▶ _DESCRIPTION OF THE TASK_
Report how many lines of the records below contain the word "motorcycle". Give only the number.

Point placement records
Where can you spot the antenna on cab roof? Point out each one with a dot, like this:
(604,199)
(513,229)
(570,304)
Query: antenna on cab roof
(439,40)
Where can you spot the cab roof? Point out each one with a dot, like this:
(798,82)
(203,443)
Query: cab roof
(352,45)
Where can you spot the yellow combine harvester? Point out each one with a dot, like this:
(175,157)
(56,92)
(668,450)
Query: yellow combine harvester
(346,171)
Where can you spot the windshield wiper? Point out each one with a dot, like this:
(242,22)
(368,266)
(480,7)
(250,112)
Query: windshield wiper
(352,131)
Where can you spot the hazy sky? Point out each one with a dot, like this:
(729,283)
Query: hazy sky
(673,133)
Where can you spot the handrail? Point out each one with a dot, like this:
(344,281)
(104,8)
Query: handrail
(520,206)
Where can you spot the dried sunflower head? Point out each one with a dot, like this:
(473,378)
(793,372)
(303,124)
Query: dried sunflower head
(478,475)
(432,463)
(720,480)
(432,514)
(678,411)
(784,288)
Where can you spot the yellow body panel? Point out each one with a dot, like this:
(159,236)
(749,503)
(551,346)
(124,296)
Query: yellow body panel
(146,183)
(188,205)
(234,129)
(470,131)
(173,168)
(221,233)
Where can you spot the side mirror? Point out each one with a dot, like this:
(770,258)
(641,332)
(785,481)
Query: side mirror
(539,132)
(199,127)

---

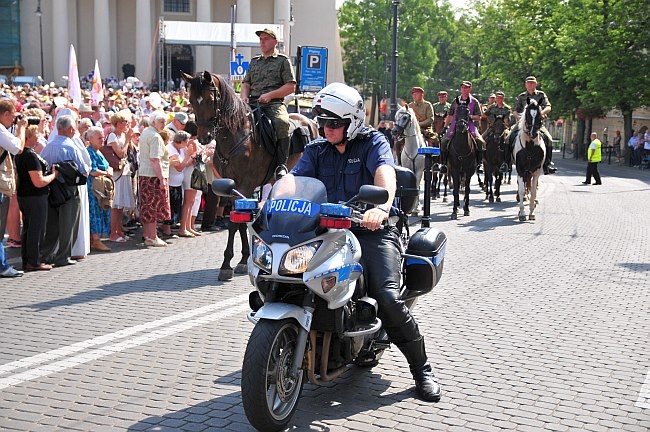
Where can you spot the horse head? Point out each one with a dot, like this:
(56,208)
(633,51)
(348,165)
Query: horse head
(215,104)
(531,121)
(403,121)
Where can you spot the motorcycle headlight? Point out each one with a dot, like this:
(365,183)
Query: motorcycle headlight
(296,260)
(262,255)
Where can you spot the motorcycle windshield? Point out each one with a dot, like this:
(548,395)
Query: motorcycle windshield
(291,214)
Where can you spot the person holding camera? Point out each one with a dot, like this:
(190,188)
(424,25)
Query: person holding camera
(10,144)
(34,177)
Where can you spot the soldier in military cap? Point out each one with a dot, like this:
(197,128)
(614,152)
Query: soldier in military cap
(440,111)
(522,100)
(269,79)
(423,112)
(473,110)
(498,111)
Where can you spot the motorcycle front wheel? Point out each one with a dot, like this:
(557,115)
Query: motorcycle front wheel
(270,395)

▶ _CORRECT ANSWER_
6